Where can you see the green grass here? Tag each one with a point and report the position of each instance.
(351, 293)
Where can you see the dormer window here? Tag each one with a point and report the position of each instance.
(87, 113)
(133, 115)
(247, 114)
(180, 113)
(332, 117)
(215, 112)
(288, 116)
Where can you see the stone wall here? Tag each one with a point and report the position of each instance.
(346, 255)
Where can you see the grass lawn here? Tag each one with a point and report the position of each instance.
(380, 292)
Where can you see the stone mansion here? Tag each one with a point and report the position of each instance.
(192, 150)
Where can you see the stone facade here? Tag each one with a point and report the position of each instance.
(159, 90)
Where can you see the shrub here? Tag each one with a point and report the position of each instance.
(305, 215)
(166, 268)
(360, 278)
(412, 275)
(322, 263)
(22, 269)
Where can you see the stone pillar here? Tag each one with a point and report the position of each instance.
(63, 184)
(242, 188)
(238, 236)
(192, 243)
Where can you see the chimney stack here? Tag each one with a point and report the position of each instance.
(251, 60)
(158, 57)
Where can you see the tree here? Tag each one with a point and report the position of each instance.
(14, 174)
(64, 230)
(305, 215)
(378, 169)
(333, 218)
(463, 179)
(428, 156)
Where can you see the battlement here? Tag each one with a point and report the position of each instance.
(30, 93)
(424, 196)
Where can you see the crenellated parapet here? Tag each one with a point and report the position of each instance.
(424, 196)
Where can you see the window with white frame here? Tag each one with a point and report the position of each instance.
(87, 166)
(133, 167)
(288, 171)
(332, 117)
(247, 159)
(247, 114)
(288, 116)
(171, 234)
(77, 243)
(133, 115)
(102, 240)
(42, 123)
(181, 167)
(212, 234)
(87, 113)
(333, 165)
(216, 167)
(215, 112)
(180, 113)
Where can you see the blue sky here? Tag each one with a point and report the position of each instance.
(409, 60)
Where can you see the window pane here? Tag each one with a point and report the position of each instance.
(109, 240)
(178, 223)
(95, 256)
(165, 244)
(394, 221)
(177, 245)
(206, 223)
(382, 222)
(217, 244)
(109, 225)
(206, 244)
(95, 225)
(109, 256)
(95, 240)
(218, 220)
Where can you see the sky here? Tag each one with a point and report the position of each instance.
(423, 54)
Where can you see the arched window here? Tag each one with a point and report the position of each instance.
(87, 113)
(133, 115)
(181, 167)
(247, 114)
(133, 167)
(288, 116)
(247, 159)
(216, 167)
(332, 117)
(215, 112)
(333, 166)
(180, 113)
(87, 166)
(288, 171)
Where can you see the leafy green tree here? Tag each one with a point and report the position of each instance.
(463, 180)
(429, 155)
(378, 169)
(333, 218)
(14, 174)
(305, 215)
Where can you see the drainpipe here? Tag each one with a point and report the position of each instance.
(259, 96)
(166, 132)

────────────────────

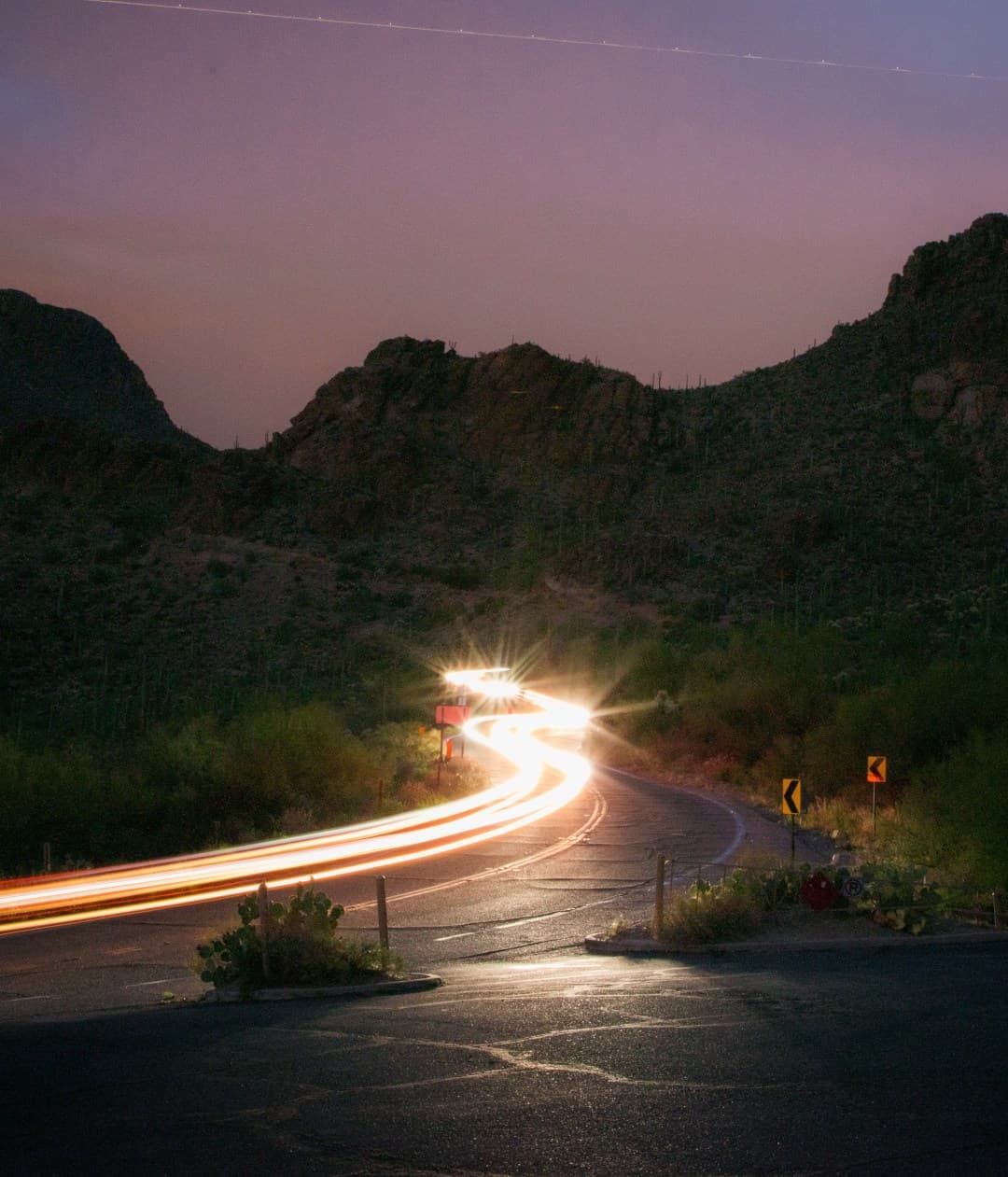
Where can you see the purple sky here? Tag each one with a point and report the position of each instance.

────────────────────

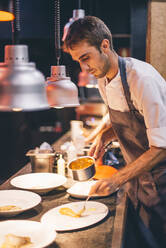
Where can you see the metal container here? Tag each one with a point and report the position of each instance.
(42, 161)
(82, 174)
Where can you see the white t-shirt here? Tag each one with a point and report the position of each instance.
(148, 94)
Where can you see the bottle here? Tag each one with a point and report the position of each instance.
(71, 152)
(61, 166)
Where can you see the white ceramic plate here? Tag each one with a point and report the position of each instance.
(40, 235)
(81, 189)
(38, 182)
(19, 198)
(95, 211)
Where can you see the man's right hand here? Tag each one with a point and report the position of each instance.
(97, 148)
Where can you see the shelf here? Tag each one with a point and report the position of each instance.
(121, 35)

────────────────────

PROBLEM TO SOLVE ::
Which rows above contain the string "tree"? Select each of them and copy it out in full, treating uppercase and lowercase as different.

THE SOLUTION ::
Where can you see the tree here? Tag each one with a point and report the position of each instance.
Where can you see the leafy green tree here? Tag each one with a point and report the position of each instance.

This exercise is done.